Excerpted passage:
>>>>

That will minimise disruptions. It will also minimise disruptions to your
service when pissed-off vigilantes decide to take matters into their own
hands.
-Declan
On Wed, 16 Sep 1998, Tim May wrote:
> At 10:09 AM -0700 9/16/98, Declan McCullagh wrote:
> >Mark, trust me on this: remove all five cypherpunks addresses from your
> >lists.
> >
> >Really.
> >
>
> As others have noted, operations like "sixdegrees" need to be very careful
> about how list addresses are signed up. This is a problem mailing lists
> (formerly called "list exploders," until Congress began to rant about
> Internet terrorists) have been dealing with for many years.
>
> "Lists subscribed to lists," with resulting circularity problems, is
> something that can bring a list to standstill.
>
> >From the dozens of irate messages about "sixdegrees," and the joking
> responses sent to "I hear you are my friend, but who are you?" queries seen
> from hapless "sixdegrees" clients, the meltdown may be underway.
>
> There are concrete things you folks can do. When someone is nominated (or
> whatever) as a potential contact, you can ask the contactee if he or she
> wants this person to be a contact. In other words, take some of the
> automation out of the loop.

<<<<

Work task 1: In the sixdegrees email exchange, condense the paragraph beginning "As others have noted" into a single shorter sentence that keeps its main facts.
Work task 2: Carry the sixdegrees email exchange forward from its final sentence, "In other words, take some of the automation out of the loop."

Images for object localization
>>>>

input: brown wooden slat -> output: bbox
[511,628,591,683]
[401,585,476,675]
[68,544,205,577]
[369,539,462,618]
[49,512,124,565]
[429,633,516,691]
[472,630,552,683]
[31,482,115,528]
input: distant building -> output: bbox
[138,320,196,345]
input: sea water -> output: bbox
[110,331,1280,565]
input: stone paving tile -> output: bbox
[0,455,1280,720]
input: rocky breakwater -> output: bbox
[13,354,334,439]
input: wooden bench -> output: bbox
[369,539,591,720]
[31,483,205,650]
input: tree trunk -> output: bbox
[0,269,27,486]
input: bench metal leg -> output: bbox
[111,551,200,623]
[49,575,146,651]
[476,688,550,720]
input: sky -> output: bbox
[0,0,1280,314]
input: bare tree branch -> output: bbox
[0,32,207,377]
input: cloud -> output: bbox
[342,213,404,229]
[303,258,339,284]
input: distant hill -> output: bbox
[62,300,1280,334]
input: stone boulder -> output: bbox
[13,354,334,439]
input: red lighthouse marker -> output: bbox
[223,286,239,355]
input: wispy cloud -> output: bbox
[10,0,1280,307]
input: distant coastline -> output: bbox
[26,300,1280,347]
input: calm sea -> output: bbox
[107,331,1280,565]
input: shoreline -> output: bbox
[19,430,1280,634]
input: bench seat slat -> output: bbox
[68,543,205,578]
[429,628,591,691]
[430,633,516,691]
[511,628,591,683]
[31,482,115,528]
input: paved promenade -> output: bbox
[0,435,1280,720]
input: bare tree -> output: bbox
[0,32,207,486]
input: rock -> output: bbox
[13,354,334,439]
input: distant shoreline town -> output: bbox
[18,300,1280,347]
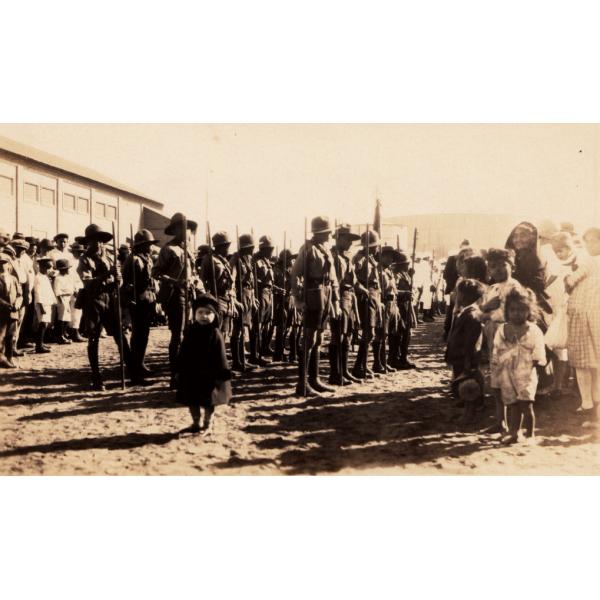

<<<<

Final answer 1: Services like sixdegrees must be careful about how they sign up list addresses, a problem that mailing lists, once called "list exploders" before Congress began ranting about Internet terrorists, have handled for many years.

Final answer 2:
>
> (Or add more of the right kind, such as sending a cookie or chit back to
> the parties and require them to forward the cookies back. This, of course,
> adds complexity for the "sixdegrees" customers and may actually cause many
> of them to just give up in frustration.)
>
> If you do nothing, expect many of us to get more and more irate at the
> abuses your service are facillitating. I expect some of the list
> subscribers on lists your service "infects" will take the usual hackers
> measures to crash your system.
>
> Not that I necessarily endorse this, but it's happened in the past.
>
> --Tim May
>
> (This space left blank pending determ. of acceptability to the gov't.)
> ---------:---------:---------:---------:---------:---------:---------:----
> Timothy C. May | Crypto Anarchy: encryption, digital money,
> ComSec 3DES: 831-728-0152 | anonymous networks, digital pseudonyms, zero
> W.A.S.T.E.: Corralitos, CA | knowledge, reputations, information markets,
> Licensed Ontologist | black markets, collapse of governments.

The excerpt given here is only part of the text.